──────── Task input ────────

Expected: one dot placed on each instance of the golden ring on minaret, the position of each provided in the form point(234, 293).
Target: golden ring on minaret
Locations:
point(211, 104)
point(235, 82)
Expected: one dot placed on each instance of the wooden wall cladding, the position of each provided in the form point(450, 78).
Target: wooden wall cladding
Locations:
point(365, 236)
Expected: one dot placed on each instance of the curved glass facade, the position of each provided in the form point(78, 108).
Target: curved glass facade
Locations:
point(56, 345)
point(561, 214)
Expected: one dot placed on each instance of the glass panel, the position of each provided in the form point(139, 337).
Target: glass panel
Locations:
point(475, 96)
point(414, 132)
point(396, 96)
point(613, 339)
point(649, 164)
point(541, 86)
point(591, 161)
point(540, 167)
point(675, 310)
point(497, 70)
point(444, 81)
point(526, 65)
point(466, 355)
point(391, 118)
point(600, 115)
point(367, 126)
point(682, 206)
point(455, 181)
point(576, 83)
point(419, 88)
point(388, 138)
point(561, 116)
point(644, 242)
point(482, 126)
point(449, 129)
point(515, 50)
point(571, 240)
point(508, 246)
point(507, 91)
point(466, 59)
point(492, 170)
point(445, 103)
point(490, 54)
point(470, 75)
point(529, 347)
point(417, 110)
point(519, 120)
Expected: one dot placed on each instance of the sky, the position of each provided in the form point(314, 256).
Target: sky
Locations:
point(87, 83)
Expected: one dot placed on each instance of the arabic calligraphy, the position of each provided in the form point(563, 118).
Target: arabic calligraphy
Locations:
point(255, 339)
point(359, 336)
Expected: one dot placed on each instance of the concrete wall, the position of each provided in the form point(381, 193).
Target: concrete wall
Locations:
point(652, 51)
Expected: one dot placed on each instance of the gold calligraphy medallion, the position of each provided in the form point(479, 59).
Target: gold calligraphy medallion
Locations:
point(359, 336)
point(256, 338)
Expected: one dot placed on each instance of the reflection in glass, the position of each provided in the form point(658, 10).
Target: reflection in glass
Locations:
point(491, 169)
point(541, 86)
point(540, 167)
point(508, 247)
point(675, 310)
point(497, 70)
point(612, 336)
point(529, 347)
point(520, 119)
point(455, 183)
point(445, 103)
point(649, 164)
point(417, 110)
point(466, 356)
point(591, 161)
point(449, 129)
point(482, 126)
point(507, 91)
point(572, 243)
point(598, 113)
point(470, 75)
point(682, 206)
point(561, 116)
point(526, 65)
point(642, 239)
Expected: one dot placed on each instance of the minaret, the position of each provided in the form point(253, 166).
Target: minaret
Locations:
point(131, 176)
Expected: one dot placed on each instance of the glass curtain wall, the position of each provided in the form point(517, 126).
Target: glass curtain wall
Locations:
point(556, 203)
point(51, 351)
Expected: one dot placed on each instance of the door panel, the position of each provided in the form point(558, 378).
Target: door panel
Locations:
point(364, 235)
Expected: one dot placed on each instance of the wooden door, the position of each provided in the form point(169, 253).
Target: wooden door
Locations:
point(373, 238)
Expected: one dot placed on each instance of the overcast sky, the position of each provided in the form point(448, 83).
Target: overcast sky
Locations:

────────

### [Exercise requirements]
Copy out the entries from the very start through the line containing "point(561, 214)", both ends included and requests too, increasing every coordinate in the answer points by 45. Leave the numbers in the requests and their sample points as they are.

### [Final result]
Expected: one dot placed on each instance of the golden ring on minaret, the position of each provided in the form point(234, 293).
Target: golden ring on minaret
Locations:
point(256, 149)
point(280, 127)
Expected: one dot placed on each instance of the wooden wall cladding, the position of each provided in the form point(450, 78).
Target: wooden wall cladding
Locations:
point(410, 281)
Expected: one dot placed on each instance of the curved glass facade, the position of each provided in the form point(78, 108).
Target: curved glass facade
Locations:
point(101, 390)
point(606, 259)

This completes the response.